**ABOUT THIS EXERCISE**. In the data below, find each line carrying the string "cloud" and copy it out.

********************

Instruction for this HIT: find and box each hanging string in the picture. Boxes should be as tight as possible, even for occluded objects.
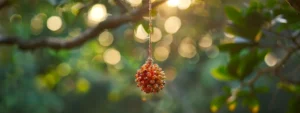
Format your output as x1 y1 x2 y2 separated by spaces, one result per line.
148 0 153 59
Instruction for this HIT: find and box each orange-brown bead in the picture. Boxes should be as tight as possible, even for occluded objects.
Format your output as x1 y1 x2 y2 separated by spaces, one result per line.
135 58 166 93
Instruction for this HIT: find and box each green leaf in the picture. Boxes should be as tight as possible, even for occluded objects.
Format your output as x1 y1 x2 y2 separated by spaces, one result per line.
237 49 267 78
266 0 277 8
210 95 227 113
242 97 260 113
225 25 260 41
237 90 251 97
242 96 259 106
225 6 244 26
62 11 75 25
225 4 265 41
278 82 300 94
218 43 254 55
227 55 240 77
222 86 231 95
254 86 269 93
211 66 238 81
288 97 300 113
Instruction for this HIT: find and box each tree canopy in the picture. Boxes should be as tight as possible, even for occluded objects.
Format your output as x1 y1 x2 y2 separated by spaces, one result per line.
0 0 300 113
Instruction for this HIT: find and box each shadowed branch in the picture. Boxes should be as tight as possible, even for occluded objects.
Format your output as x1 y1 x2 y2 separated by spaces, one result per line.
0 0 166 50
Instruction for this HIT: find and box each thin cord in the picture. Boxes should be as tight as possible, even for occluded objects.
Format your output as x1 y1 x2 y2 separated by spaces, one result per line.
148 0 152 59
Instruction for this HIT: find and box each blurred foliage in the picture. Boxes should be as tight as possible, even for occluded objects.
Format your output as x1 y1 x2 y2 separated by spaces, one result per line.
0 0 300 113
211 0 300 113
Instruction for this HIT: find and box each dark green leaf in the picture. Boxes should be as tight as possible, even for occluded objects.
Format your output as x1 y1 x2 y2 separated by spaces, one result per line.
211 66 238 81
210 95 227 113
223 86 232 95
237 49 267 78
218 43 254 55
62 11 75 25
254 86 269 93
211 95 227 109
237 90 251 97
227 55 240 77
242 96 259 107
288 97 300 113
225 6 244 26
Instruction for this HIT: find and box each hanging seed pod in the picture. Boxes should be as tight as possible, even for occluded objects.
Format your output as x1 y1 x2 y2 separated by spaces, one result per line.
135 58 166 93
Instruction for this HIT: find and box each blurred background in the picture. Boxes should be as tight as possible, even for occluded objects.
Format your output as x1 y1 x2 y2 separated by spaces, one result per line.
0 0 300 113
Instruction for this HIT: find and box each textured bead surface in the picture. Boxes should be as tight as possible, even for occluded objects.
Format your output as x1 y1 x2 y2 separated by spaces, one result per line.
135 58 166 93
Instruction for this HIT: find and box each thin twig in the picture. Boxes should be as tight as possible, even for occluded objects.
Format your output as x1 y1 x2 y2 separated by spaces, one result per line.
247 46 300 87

********************

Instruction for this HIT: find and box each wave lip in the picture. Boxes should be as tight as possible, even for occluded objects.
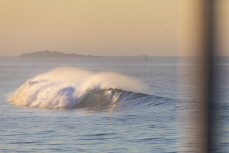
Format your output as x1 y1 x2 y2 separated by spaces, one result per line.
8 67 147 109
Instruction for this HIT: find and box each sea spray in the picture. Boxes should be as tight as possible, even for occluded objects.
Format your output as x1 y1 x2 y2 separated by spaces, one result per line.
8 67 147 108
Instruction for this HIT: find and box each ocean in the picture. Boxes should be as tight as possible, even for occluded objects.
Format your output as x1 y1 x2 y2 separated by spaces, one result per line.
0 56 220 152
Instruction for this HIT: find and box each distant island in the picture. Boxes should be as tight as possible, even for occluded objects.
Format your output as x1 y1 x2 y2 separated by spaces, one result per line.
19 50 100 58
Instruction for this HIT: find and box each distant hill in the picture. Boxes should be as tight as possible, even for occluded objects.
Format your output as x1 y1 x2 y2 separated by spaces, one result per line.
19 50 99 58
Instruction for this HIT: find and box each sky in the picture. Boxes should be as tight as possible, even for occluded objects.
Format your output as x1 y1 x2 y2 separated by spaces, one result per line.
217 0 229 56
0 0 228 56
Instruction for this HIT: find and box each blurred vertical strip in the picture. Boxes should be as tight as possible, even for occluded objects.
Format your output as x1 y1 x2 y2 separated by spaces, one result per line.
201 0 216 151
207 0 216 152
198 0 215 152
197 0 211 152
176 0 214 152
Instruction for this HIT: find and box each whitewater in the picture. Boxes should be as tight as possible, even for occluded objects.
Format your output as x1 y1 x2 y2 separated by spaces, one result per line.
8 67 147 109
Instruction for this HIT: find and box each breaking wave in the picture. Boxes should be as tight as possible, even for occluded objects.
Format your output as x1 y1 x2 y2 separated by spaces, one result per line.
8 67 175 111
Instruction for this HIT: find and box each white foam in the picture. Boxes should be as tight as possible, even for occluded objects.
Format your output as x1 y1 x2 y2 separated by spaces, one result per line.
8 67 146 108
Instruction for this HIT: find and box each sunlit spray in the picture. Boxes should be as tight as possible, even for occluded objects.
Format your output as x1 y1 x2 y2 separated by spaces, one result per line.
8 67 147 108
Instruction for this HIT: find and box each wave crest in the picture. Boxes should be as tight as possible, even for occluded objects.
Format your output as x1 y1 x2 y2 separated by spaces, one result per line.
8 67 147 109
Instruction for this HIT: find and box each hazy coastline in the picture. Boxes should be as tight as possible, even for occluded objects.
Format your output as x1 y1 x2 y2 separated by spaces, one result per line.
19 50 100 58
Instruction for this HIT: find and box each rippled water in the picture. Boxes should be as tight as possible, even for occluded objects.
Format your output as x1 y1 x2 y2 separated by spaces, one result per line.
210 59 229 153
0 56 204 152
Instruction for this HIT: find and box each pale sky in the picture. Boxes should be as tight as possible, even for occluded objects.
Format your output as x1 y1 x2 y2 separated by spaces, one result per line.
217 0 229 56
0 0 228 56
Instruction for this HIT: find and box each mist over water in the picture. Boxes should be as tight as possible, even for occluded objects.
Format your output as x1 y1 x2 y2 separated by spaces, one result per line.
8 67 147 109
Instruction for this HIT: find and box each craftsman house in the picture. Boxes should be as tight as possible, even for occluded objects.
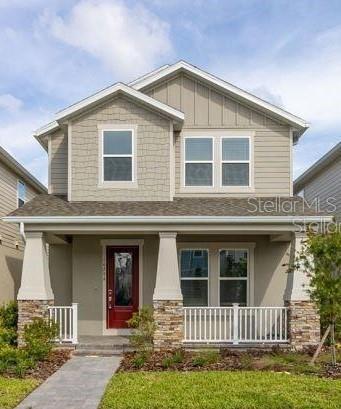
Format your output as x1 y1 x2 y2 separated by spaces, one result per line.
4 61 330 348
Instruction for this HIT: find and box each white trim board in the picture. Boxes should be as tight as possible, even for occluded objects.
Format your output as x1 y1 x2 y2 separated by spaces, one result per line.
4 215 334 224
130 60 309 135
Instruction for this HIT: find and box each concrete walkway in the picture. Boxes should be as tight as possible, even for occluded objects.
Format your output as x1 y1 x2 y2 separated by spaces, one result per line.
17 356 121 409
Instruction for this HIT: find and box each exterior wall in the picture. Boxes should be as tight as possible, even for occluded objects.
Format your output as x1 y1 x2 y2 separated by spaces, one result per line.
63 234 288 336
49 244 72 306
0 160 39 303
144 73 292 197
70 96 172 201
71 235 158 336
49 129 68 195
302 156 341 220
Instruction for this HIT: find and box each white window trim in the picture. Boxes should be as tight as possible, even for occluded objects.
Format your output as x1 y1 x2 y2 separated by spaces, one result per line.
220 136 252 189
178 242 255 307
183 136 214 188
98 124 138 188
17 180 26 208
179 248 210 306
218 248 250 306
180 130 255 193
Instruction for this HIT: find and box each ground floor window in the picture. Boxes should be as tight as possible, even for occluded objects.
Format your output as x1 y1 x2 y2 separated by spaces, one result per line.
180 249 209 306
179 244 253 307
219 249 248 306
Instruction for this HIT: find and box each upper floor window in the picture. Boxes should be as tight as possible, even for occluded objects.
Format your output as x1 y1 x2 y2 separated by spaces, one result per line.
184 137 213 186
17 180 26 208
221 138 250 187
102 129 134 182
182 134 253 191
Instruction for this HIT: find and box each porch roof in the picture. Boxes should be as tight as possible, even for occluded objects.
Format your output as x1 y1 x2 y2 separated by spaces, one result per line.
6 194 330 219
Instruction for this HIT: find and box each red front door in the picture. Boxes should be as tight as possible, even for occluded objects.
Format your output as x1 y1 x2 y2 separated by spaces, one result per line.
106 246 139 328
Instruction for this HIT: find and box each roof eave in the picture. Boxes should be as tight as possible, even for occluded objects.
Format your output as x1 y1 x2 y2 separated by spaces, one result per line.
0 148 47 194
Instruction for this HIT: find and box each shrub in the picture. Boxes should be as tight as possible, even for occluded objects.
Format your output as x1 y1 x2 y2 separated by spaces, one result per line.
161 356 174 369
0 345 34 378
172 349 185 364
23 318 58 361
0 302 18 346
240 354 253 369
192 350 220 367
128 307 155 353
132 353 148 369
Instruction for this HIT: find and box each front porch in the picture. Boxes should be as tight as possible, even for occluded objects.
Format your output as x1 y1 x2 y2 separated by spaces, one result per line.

********************

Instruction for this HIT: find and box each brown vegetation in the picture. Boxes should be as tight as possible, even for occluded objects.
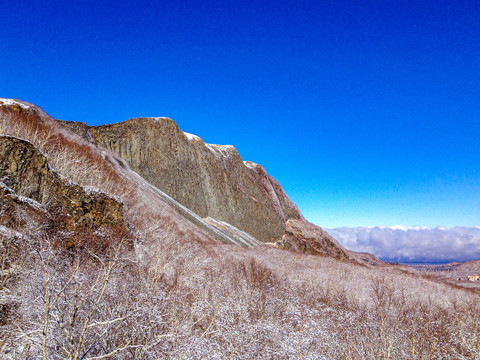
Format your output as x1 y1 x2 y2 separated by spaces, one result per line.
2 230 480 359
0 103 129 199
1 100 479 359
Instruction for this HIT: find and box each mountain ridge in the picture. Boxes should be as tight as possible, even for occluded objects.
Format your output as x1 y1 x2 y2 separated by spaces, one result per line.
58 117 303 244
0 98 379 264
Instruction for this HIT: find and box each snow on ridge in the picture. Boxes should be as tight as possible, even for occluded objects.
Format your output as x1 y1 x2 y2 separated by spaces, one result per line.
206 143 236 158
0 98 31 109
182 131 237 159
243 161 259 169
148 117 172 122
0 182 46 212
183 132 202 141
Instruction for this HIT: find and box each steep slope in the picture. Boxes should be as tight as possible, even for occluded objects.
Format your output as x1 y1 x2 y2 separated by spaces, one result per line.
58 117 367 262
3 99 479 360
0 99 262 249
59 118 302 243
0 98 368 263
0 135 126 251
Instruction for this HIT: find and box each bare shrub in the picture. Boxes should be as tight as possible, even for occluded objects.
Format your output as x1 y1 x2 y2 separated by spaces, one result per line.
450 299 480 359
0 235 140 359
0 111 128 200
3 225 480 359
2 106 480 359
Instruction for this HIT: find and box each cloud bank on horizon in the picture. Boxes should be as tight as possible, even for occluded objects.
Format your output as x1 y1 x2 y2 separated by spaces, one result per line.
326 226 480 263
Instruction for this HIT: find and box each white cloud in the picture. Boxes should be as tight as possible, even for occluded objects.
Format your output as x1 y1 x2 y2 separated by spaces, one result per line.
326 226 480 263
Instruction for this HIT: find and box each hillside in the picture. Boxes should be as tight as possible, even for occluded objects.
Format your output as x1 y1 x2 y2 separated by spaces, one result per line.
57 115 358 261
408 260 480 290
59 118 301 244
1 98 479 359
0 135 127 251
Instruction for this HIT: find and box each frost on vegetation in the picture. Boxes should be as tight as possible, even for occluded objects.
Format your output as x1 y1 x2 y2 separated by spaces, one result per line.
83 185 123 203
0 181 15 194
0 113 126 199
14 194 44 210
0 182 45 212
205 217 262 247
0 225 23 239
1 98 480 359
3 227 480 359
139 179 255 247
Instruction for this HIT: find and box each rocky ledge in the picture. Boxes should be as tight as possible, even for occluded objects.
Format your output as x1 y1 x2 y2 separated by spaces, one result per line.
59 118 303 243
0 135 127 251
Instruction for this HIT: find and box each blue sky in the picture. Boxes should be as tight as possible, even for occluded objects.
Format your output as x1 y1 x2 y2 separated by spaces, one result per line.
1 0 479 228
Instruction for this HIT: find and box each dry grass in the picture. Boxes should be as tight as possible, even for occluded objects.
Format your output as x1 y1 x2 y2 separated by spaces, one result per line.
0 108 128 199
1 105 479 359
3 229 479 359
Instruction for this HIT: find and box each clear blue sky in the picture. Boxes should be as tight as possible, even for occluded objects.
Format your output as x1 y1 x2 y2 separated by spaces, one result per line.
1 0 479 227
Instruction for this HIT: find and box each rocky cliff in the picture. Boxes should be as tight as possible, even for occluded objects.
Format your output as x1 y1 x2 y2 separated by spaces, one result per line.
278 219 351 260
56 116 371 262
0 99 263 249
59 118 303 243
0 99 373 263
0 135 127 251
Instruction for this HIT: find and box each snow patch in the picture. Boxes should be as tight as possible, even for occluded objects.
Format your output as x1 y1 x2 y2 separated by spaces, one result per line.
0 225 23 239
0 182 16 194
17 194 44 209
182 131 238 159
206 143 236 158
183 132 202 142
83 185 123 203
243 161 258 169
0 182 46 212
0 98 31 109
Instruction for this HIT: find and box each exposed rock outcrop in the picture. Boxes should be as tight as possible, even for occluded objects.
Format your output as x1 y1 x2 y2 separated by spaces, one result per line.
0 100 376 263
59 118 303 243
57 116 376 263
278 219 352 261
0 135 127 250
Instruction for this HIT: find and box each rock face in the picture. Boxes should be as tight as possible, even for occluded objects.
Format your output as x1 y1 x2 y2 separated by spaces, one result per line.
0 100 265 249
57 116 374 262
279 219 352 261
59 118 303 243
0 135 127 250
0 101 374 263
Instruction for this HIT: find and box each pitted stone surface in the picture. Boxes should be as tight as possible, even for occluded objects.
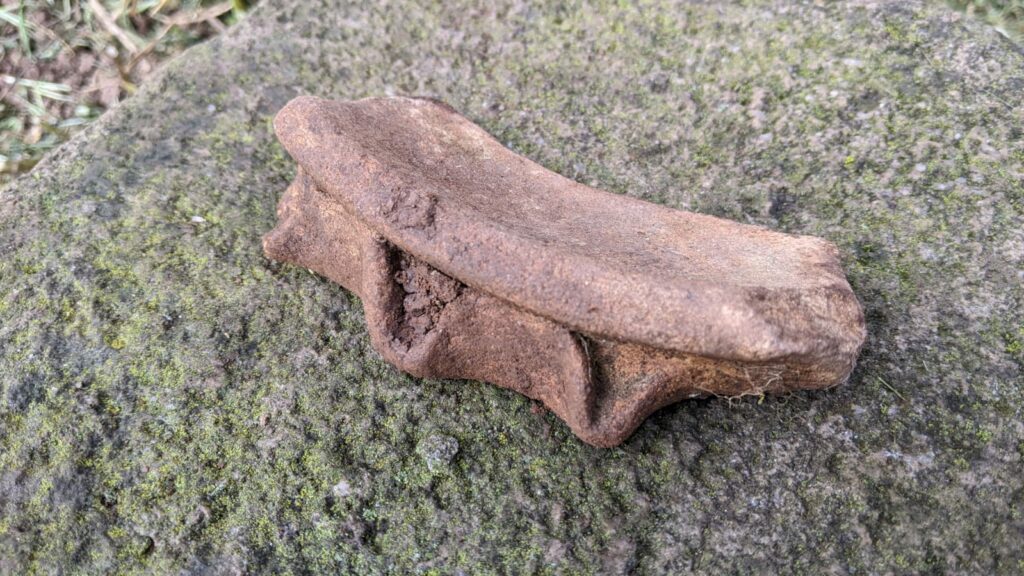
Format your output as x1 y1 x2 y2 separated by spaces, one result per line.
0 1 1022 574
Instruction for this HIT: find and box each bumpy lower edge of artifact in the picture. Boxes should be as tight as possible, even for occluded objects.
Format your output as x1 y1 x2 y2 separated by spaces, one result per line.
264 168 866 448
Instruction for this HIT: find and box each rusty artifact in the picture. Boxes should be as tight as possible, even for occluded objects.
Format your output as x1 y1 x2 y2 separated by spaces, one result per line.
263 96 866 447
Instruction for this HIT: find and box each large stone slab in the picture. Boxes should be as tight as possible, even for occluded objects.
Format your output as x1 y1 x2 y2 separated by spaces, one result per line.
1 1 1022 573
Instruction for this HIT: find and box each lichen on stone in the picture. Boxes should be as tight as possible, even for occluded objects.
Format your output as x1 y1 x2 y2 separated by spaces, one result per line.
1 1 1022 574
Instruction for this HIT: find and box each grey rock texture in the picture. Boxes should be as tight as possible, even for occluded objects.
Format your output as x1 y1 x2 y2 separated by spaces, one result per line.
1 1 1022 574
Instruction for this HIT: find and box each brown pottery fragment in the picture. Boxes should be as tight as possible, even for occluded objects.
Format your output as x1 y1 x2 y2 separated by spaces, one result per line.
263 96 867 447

********************

**REPLY TO THE EXERCISE**.
Instruction for this HIT: find and box each cloud bank on horizon in the picture. Boxes should be as tight as possible, even for occluded objects.
Instruction for this HIT: find and box each white cloud in the picture. Boxes should be as tight as possible, even for occluded objects.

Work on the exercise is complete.